[実施内容]:
A) 提供文章の「調査設計/分析/執筆:岩上由高」から「国、全業種)(有効回答件数)」まで（両端を含む）を、「オンラインストレージサービス」を「クラウドストレージサービス」に変えて書き直してください。
B) 提供文章によると、改正電子帳簿保存法の猶予期間はいつ終了しますか。
C) 提供文章の中で、調査レポートが扱う業務システムの分野として名前が挙がっているものをすべて挙げてください。

[提供文章]:
──────────────────────────────
2023年 インボイス制度と改正電子帳簿保存法に伴う業務システム提案で留意すべきポイント

ノークリサーチはインボイス制度ならびに改正電子帳簿保存法に伴う業務システム提案に際して、IT企業が留意すべきポイントを分析した結果を発表した。

<法制度改正の内容や期限に応じて、訴求する業務システムの分野やニーズを柔軟に変える>
■デジタルインボイスが実現するデータ連携などを業務改善ニーズと結びつけることが大切
■販売管理を起点とした方が入金消込などの日々の業務にもたらす利便性は伝わりやすい
■改正電帳法の猶予期限間際には、文書管理・オンラインストレージサービスの訴求も有効

PRESS RELEASE(報道関係者各位) 2023年9月25日

2023年 インボイス制度と改正電子帳簿保存法に伴う業務システム提案で留意すべきポイント

調査設計/分析/執筆:岩上由高


ノークリサーチ(本社〒160-0022東京都新宿区新宿2-13-10武蔵野ビル5階23号室 代表:伊嶋謙ニ TEL:03-5361-7880URL:http//www.norkresearch.co.jp)はインボイス制度ならびに改正電子帳簿保存法に伴う業務システム提案に際して、IT企業が留意すべきポイントを分析した結果を発表した。本リリースは「2023年版 中堅・中小企業のITアプリケーション利用実態と評価レポート」のサンプル/ダイジェストである。


<法制度改正の内容や期限に応じて、訴求する業務システムの分野やニーズを柔軟に変える>
■デジタルインボイスが実現するデータ連携などを業務改善ニーズと結びつけることが大切
■販売管理を起点とした方が入金消込などの日々の業務にもたらす利便性は伝わりやすい
■改正電帳法の猶予期限間際には、文書管理・オンラインストレージサービスの訴求も有効


対象企業: 年商500億円未満の中堅・中小企業1300社(日本全国、全業種)(有効回答件数)
対象職責: 情報システムの導入や運用/管理または製品/サービスの選定/決済の権限を有する職責
※調査対象の詳しい情報については右記URLを参照 リンク


■デジタルインボイスが実現するデータ連携などを業務改善ニーズと結びつけることが大切
2023年10月1日からはインボイス制度が施行開始となり、2023年12月31日には改正電子帳簿保存法の猶予期間が終了する。いずれも中堅・中小企業の業務システムに大きな影響を及ぼす法制度改正であり、対応に向けた取り組みも既に進んでいる。法改正に伴う業務システムの導入や更新はIT企業にとっては確実な需要を見込める機会だが、ユーザ企業にとっては負担となる面が大きい。IT企業としては単に法改正に対応するだけでなく、業績改善に寄与するシステム導入/更新を提案することが大切だ。 本リリースの元となる調査レポート「2023年版中堅・中小企業のITアプリケーション利用実態と評価レポート」では、会計管理、販売・仕入・在庫管理、給与・人事・勤怠・就業管理、コラボレーション(グループウェア / ビジネスチャット / Web会議)、ワークフロー・ビジネスプロセス管理、CRM、BIなど10分野に渡る業務システムのシェアや評価を集計/分析している。
──────────────────────────────
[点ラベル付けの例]
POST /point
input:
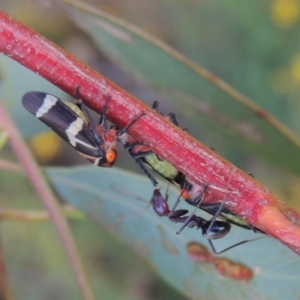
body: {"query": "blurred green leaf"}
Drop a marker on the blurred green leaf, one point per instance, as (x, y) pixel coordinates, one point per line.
(98, 192)
(197, 99)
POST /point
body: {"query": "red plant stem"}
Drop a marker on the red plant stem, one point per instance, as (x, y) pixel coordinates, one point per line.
(246, 197)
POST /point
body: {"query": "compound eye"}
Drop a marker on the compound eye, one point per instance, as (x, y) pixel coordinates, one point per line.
(111, 156)
(185, 194)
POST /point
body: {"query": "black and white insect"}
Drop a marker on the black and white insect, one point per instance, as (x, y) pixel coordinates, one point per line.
(73, 123)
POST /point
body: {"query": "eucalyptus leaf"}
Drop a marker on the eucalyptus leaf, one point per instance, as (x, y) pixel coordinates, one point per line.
(212, 110)
(118, 200)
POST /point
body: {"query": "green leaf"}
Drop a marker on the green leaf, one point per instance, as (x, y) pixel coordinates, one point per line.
──────────────────────────────
[課題別の解答]:
A)
調査設計/分析/執筆:岩上由高


ノークリサーチ(本社〒160-0022東京都新宿区新宿2-13-10武蔵野ビル5階23号室 代表:伊嶋謙ニ TEL:03-5361-7880URL:http//www.norkresearch.co.jp)はインボイス制度ならびに改正電子帳簿保存法に伴う業務システム提案に際して、IT企業が留意すべきポイントを分析した結果を発表した。本リリースは「2023年版 中堅・中小企業のITアプリケーション利用実態と評価レポート」のサンプル/ダイジェストである。


<法制度改正の内容や期限に応じて、訴求する業務システムの分野やニーズを柔軟に変える>
■デジタルインボイスが実現するデータ連携などを業務改善ニーズと結びつけることが大切
■販売管理を起点とした方が入金消込などの日々の業務にもたらす利便性は伝わりやすい
■改正電帳法の猶予期限間際には、文書管理・クラウドストレージサービスの訴求も有効


対象企業: 年商500億円未満の中堅・中小企業1300社(日本全国、全業種)(有効回答件数)

B) 2023年12月31日に終了します。

C) 会計管理、販売・仕入・在庫管理、給与・人事・勤怠・就業管理、コラボレーション(グループウェア / ビジネスチャット / Web会議)、ワークフロー・ビジネスプロセス管理、CRM、BI